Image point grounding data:
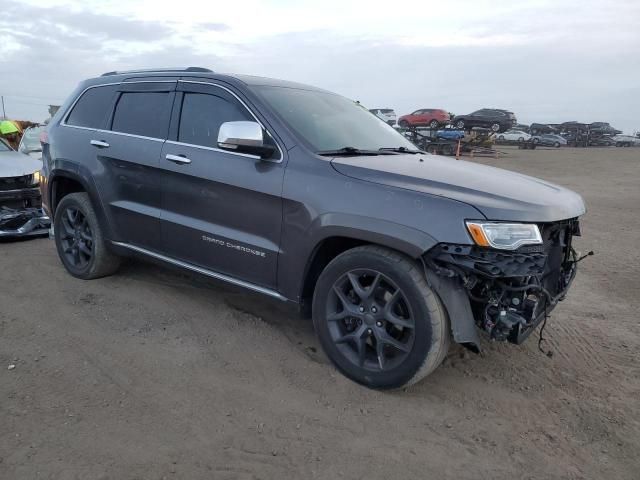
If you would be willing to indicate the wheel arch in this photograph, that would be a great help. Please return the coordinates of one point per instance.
(340, 233)
(64, 182)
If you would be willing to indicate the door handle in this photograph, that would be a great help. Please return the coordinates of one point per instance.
(179, 159)
(99, 143)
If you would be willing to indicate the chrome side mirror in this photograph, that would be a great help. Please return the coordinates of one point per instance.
(244, 137)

**Task brief**
Excluding every picture, write out each record word for word.

**Answer to the problem**
If you would be willing to indicate the wheel arch in this photograph, that would be a great help. Please return the coordinates of one point per instance.
(340, 233)
(64, 182)
If you would be willing to indicate the door handle in this photograph, that would be a great help. Please return the coordinates of one point per instance.
(179, 159)
(99, 143)
If you would be willing to indicate the chrome side mirror in this photograph, that would be a great help. Please return the coordinates of one point per instance.
(244, 137)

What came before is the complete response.